Exercise goal:
Repeat each line of the material below exactly as it appears, minus any pictures.

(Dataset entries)
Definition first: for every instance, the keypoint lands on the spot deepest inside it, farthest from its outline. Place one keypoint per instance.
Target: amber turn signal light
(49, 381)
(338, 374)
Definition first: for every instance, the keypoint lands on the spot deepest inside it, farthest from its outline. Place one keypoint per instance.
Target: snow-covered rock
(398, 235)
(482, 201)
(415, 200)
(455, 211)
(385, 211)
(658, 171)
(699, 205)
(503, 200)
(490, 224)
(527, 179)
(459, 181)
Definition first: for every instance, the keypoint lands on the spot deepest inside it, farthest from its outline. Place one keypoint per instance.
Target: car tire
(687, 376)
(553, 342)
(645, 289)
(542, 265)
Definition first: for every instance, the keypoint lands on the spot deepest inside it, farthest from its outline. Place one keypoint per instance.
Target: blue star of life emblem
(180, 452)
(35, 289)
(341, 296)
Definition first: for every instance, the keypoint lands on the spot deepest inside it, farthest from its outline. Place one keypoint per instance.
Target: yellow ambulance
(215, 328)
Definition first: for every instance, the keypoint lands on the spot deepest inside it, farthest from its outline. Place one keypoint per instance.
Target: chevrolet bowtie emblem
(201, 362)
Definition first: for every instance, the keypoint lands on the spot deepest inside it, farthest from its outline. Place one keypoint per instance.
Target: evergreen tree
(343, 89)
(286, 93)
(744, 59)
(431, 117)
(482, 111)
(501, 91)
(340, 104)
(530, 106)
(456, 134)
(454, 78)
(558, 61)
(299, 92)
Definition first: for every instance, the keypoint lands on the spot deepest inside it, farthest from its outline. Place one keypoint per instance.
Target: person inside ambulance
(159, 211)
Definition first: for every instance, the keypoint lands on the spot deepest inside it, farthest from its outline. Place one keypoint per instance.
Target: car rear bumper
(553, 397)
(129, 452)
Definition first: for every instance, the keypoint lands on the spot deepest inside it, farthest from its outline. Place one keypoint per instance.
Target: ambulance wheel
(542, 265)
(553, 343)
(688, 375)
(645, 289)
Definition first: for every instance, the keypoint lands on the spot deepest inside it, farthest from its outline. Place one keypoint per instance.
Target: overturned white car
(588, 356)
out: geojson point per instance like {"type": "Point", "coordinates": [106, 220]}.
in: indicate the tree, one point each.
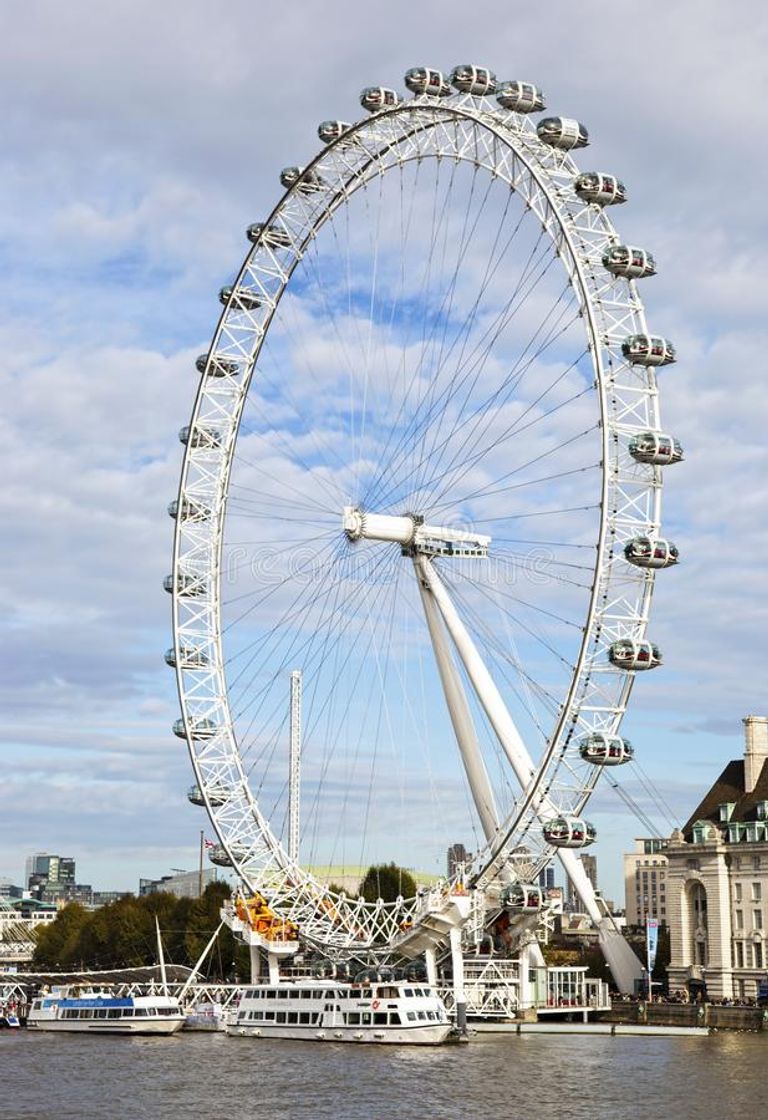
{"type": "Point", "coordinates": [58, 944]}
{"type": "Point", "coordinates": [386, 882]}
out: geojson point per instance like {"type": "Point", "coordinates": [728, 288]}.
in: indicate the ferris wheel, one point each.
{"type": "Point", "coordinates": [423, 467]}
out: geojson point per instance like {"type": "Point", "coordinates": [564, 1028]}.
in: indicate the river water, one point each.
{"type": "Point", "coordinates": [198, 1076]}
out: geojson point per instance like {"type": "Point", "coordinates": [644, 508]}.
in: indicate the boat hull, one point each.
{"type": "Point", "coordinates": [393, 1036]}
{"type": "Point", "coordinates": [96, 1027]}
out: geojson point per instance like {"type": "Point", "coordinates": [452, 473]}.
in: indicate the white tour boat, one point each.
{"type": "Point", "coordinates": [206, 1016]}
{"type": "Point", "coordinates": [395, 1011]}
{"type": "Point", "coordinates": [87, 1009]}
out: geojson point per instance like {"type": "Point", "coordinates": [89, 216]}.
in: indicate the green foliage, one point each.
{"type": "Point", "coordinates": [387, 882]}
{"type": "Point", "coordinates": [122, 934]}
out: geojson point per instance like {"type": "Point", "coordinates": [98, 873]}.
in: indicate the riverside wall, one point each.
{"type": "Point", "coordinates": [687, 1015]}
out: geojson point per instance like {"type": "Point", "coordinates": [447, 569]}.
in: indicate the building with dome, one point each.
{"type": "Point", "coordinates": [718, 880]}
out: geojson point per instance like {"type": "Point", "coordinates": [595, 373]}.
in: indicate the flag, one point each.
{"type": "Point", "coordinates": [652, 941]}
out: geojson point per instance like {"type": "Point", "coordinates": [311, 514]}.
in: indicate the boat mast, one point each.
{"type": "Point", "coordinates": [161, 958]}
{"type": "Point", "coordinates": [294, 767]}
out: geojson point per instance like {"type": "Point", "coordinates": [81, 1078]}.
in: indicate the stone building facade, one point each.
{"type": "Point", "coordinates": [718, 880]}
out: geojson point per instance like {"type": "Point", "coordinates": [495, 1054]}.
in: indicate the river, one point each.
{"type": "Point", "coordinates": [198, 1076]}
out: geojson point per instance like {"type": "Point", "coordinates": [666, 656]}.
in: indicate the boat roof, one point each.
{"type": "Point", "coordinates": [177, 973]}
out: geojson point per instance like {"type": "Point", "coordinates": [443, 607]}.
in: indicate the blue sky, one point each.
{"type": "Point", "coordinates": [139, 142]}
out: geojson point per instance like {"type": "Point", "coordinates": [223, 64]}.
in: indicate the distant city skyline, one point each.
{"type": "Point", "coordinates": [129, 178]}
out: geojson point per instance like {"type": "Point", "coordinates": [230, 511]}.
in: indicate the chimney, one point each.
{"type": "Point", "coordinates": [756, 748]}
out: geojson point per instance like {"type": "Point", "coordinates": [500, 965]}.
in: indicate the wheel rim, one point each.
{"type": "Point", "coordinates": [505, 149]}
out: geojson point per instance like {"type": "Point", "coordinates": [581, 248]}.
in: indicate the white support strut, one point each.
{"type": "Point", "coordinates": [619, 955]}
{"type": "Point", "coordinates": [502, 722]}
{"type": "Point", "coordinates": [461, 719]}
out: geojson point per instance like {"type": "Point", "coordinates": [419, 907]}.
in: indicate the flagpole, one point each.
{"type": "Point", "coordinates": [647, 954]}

Written reply:
Definition first: for every instance, the keypoint lands on the spot deepest inside it, farthest from its outline. Place one keypoint per instance.
Target: amber turn signal light
(49, 381)
(338, 374)
Definition first: for every instance, the keypoint lands on the spot deepest inside it, farthest from its outline. Place one keypoint per instance.
Target: snow-covered rock
(398, 235)
(482, 201)
(415, 200)
(455, 211)
(385, 211)
(658, 171)
(699, 205)
(503, 200)
(490, 224)
(527, 179)
(459, 181)
Definition first: for every instance, the keypoint lands on the spot deepest inside it, farthest from its outline. Place one keypoint per instance.
Target: car tire
(687, 376)
(553, 342)
(645, 289)
(542, 265)
Definition first: for every instance, the keypoint lands on the spot deepest inside it, farthest from its outline. Place one keypoint per instance.
Target: blue star of life emblem
(180, 452)
(35, 289)
(341, 296)
Definition first: for every instance, the keypoint lands on the spot deepest inside it, farthest from its outline. Place one keypoint per instance.
Target: yellow ambulance
(215, 328)
Definition first: for every instance, the keypoint lands on the spot deepest inside it, farthest from its outline. Place one keypoint per instance.
Target: chevrolet bowtie emblem
(201, 362)
Definition first: for every instance, the keypoint lands on the spot deepest inside it, farthest from its outline. Place one keypoint per instance.
Target: evergreen tree
(343, 89)
(286, 93)
(744, 59)
(431, 117)
(482, 111)
(501, 91)
(340, 104)
(530, 106)
(456, 134)
(454, 78)
(558, 61)
(299, 92)
Definition first: for every instance, the keypoint lands on the spot deepest inside it, farthest from its outline. Place one keypoint per instance.
Target: person inside ambulance
(159, 211)
Definition first: for every instance, the keypoint lands on the spot deepest inside it, farthest from its outline. Place one keypoint per instance.
Target: car rear bumper
(553, 397)
(129, 452)
Definition first: for every instance, the keypoint lands on the spot deepest inside it, farthest from its outline. Place one keypoint per instance.
Target: ambulance wheel
(542, 265)
(553, 343)
(688, 375)
(645, 289)
Definition first: for every instance, the keypoint lands on the spot deepest inside it, farthest from its outline. Place one keypoint per instance.
Target: overturned white car
(588, 356)
out: geojson point per instance like {"type": "Point", "coordinates": [106, 220]}.
in: indicate the tree, one point each.
{"type": "Point", "coordinates": [58, 944]}
{"type": "Point", "coordinates": [386, 882]}
out: geojson point per instance like {"type": "Point", "coordinates": [728, 288]}.
in: indicate the ferris wheel, one point each.
{"type": "Point", "coordinates": [423, 467]}
out: geojson point per instance like {"type": "Point", "coordinates": [564, 1028]}.
in: indicate the river water, one point each.
{"type": "Point", "coordinates": [198, 1076]}
out: geojson point per instance like {"type": "Point", "coordinates": [644, 508]}.
in: indicate the boat hull, one point each.
{"type": "Point", "coordinates": [393, 1036]}
{"type": "Point", "coordinates": [96, 1027]}
out: geojson point per instance like {"type": "Point", "coordinates": [452, 473]}.
in: indicate the white tour boat, one point each.
{"type": "Point", "coordinates": [206, 1016]}
{"type": "Point", "coordinates": [395, 1011]}
{"type": "Point", "coordinates": [87, 1009]}
out: geojson point per instance like {"type": "Point", "coordinates": [89, 216]}.
in: indicate the green foliage, one point each.
{"type": "Point", "coordinates": [387, 882]}
{"type": "Point", "coordinates": [122, 934]}
out: geojson point per instance like {"type": "Point", "coordinates": [98, 873]}.
in: indicate the riverside wall, one point each.
{"type": "Point", "coordinates": [687, 1015]}
out: geojson point per instance like {"type": "Point", "coordinates": [447, 569]}.
in: indicate the building with dome, one point each.
{"type": "Point", "coordinates": [718, 880]}
out: geojson point per instance like {"type": "Point", "coordinates": [595, 373]}.
in: indicate the flag, one point each.
{"type": "Point", "coordinates": [652, 941]}
out: geojson point per instance like {"type": "Point", "coordinates": [311, 514]}.
in: indicate the boat mast, one point each.
{"type": "Point", "coordinates": [161, 958]}
{"type": "Point", "coordinates": [294, 767]}
out: geojson point per instance like {"type": "Point", "coordinates": [81, 1078]}.
in: indicate the stone building facade, one point each.
{"type": "Point", "coordinates": [718, 880]}
out: geojson point per instance like {"type": "Point", "coordinates": [495, 1054]}.
in: indicate the river, one point each.
{"type": "Point", "coordinates": [198, 1076]}
out: geojson point per instance like {"type": "Point", "coordinates": [666, 656]}.
in: indicate the boat roof, one point each.
{"type": "Point", "coordinates": [177, 973]}
out: geojson point per instance like {"type": "Point", "coordinates": [443, 607]}.
in: indicate the blue sky, one point each.
{"type": "Point", "coordinates": [139, 142]}
out: geojson point per instance like {"type": "Point", "coordinates": [223, 64]}.
in: indicate the distant city skyline, one point each.
{"type": "Point", "coordinates": [129, 178]}
out: geojson point per instance like {"type": "Point", "coordinates": [230, 511]}.
in: indicate the chimney, one point each.
{"type": "Point", "coordinates": [756, 748]}
out: geojson point per instance like {"type": "Point", "coordinates": [500, 965]}.
in: indicate the wheel rim, one point each.
{"type": "Point", "coordinates": [505, 149]}
out: geojson point per instance like {"type": "Point", "coordinates": [581, 248]}.
in: indicate the white support strut, one point each.
{"type": "Point", "coordinates": [619, 955]}
{"type": "Point", "coordinates": [502, 722]}
{"type": "Point", "coordinates": [461, 719]}
out: geojson point per instance like {"type": "Point", "coordinates": [419, 907]}.
in: indicate the flagpole, one point each.
{"type": "Point", "coordinates": [647, 954]}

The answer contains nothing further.